------ Getoonde passage ------

Ze leerde het vak grotendeels zelf en hielp Parijse vrouwen uit alle lagen van de bevolking bij de bevalling. Ook gaf ze hun advies en behandelingen op het gebied van verloskunde en gynaecologie, voordat ze in 1601 voor koningin Maria de' Medici ging werken. Bourgeois leverde met succes Lodewijk XIII van Frankrijk (1601) en zijn vijf koninklijke broers en zussen: Elizabeth, koningin van Spanje (1602); Christine Marie, hertogin van Savoye (1607); Nicolas Henri, hertog van Orléans (1607); Gaston, hertog van Orléans (1608); en Henrietta Maria, koningin van Engeland, koningin van Schotland en koningin van Ierland (1609). In 1609 publiceerde Bourgeois het eerste van drie opeenvolgende delen over verloskunde: Observations diverses sur la sterilité, perte de fruict, foecondite, accouchements et maladies des femmes et enfants nouveaux naiz / Amplement traictees et heureusement praticquees par L. Bourgeois dite Boursier (Diverse observaties over steriliteit, miskraam, vruchtbaarheid, bevalling en ziekten van vrouwen en pasgeboren kinderen ruimschoots behandeld en met succes geoefend). De volgende delen werden in 1617 en 1626 uitgegeven, ook in Parijs.
Haar publicaties omvatten innovatieve, op observatie gebaseerde verloskundige protocollen voor het begeleiden van moeilijke bevallingen, evenals advies voor zwangere vrouwen, moeders die net bevallen zijn en pasgeborenen. Bourgeois gaf ook recepten voor verschillende soorten medicijnen, die een vrouw eenvoudig zelf kon maken. In de drie delen staan meer dan veertig gedetailleerde voorbeelden uit de praktijk. Deze voorbeelden waren een belangrijke stap in de opkomst van het opkomende empirisme van de zeventiende-eeuwse Europese wetenschap en geneeskunde.
Het was Bourgeois' belangrijkste doel om vroedvrouwen beter op te leiden, zodat ze vrouwen deskundiger konden helpen met hun verloskundige en gynaecologische problemen. Daarnaast wilde ze vrouwen zelf leren hoe ze goed voor hun lichaam konden zorgen. In een tijd dat de beste vroedvrouwen van Parijs streden om rijke klanten – die steeds vaker de voorkeur gaven aan mannelijke chirurgen, niet alleen bij moeilijke maar ook bij gewone bevallingen – uitte Bourgeois kritiek op het onbekwame en onwetende handelen van zowel vroedvrouwen als chirurgen en artsen als het ging om de zorg voor zwangere vrouwen, vrouwen tijdens de bevalling en moeders die net bevallen waren. Bovendien voorzag Bourgeois een samenwerkingsgerichte relatie in plaats van een hiërarchische relatie tussen opgeleide vroedvrouwen, chirurgen en artsen. Een relatie die de beste belangen van moeder en kind zou dienen.

------ Uittreksel gegevens ------

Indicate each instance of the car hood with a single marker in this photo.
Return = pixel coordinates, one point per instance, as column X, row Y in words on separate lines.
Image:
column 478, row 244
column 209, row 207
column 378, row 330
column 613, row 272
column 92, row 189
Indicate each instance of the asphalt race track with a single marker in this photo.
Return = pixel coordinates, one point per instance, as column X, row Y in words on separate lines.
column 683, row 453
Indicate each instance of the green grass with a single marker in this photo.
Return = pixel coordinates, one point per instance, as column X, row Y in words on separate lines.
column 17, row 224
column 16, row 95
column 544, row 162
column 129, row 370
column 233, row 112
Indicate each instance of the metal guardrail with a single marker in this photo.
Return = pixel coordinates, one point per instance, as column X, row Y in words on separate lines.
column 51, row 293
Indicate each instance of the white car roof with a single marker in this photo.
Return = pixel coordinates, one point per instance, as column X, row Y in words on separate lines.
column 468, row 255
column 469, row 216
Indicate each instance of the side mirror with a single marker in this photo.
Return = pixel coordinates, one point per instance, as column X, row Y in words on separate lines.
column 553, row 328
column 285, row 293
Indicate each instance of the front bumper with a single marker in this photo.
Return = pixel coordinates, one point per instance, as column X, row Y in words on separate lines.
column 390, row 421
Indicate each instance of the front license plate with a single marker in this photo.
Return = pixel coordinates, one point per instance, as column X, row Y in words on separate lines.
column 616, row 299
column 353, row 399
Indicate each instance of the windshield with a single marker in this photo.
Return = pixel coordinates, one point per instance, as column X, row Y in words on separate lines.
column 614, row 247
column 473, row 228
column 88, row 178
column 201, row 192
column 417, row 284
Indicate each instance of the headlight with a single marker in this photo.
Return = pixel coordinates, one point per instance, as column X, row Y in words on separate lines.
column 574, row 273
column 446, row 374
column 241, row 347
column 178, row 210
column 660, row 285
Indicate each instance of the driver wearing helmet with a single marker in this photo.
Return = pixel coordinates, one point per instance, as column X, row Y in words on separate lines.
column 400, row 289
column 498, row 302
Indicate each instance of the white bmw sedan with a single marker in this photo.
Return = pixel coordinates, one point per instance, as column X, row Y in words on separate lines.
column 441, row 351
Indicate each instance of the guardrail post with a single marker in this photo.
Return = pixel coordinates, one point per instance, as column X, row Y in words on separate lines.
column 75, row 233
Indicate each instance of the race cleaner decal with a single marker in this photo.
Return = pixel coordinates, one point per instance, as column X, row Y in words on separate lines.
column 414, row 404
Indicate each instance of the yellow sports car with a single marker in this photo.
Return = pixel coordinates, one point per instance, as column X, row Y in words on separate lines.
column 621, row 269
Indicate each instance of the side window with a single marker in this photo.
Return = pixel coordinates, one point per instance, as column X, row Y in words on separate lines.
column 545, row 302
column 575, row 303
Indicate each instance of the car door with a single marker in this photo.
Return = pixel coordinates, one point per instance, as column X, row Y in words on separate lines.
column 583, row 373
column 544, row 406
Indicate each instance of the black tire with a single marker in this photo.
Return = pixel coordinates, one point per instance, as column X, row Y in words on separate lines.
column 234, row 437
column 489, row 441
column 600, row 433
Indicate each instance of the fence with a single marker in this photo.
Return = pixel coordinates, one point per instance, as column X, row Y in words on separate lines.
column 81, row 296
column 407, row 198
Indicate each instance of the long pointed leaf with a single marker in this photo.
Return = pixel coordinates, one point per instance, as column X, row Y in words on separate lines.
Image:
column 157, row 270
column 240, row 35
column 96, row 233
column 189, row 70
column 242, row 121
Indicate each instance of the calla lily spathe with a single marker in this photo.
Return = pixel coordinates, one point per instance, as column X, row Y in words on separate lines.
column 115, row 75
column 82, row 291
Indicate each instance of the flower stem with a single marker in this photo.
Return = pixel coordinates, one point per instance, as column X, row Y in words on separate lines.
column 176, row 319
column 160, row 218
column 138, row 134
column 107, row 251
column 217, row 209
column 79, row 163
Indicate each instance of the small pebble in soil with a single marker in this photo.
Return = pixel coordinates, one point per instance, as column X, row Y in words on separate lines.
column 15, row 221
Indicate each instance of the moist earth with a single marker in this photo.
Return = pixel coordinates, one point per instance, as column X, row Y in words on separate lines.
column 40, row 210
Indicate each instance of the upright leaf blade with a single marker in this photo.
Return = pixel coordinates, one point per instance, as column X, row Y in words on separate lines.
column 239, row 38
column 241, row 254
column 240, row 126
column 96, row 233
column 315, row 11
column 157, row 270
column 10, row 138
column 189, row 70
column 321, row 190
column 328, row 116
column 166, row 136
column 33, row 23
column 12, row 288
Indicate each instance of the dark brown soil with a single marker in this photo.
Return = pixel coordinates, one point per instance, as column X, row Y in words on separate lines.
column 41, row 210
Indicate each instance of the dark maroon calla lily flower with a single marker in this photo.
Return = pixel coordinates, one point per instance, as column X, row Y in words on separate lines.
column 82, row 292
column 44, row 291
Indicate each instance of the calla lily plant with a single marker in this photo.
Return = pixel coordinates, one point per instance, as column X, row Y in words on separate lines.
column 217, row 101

------

■ Op te lossen:
a. Druk uit de tekst over de vroedvrouw Bourgeois het stuk tussen "Haar publicaties omvatten" en "wetenschap en geneeskunde." af, beide inbegrepen.
b. Geef bij elke bewering aan of ze klopt met de tekst over de vroedvrouw Bourgeois, met ja of nee en de doorslaggevende woorden letterlijk geciteerd. (i) Bourgeois ging in 1601 voor koningin Maria de' Medici werken. (ii) Alle drie de delen over verloskunde verschenen in 1609. (iii) Bourgeois streefde naar een hiërarchische relatie tussen vroedvrouwen, chirurgen en artsen.
c. Schrijf het vervolg van de tekst over de vroedvrouw Bourgeois, aansluitend op de laatste zin.

■ Verwachte antwoorden:
a.
Haar publicaties omvatten innovatieve, op observatie gebaseerde verloskundige protocollen voor het begeleiden van moeilijke bevallingen, evenals advies voor zwangere vrouwen, moeders die net bevallen zijn en pasgeborenen. Bourgeois gaf ook recepten voor verschillende soorten medicijnen, die een vrouw eenvoudig zelf kon maken. In de drie delen staan meer dan veertig gedetailleerde voorbeelden uit de praktijk. Deze voorbeelden waren een belangrijke stap in de opkomst van het opkomende empirisme van de zeventiende-eeuwse Europese wetenschap en geneeskunde.

b.
(i) Ja: "voordat ze in 1601 voor koningin Maria de' Medici ging werken"
(ii) Nee: "De volgende delen werden in 1617 en 1626 uitgegeven"
(iii) Nee: "een samenwerkingsgerichte relatie in plaats van een hiërarchische relatie"

c.
De werken van Bourgeois waren in haar tijd net zo populair als die van mannelijke medische auteurs als Ambroise Paré en Jacques Guillemeau. Ook na haar dood genoot ze nog roem en invloed in Frankrijk en daarbuiten. Haar werk wordt weerspiegeld in Jane Sharps The Midwives Book: Or the Whole Art of Midwifry Discovered (1671); Marguerite du Tertre de la Marche's Instructie familière et utile aux sages-femmes pour bien pratiquer les accouchemens (1677); en Die chur-Brandeburgische Hoff-Wehe-Mutter van Justine Siegemund (1690). Ook Angélique Marguerite Le Boursier du Coudray (ca. 1712–1794) volgde het voorbeeld van Bourgeois; het is onbekend of du Coudray verwant was aan Bourgeois.
Bourgeois' carrière als vroedvrouw aan het koninklijk hof duurde meer dan zesentwintig jaar. Voor elk van de laatste vier geboortes van Lodewijk XIII's broers en zussen kreeg ze 900 livres, een bedrag dat acht keer hoger was dan het gemiddelde salaris van een gemeentelijke vroedvrouw. In 1608 ontving ze een extra bedrag van 6000 livres, waarschijnlijk als erkenning voor haar superieure diensten aan de koninklijke familie. Na de geboorte van het laatste kind van Maria de' Medici in 1609 vroeg Bourgeois om een pensioen. Koning Hendrik IV ging akkoord met 900 livres, wat werd beschouwd als een redelijk pensioeninkomen.
Jeugd
Bourgeois werd in 1563 geboren in een welvarende familie in de Faubourg Saint-Germain, een elegante buitenwijk net buiten Parijs. Zelf schreef ze hierover: "Voor geen goud zouden we ons huis hebben geruild voor een mooi huis in de stad, want … we hadden alles wat de stadsbewoners hadden, plus schone lucht en de vrijheid om te wandelen op prachtige plekken."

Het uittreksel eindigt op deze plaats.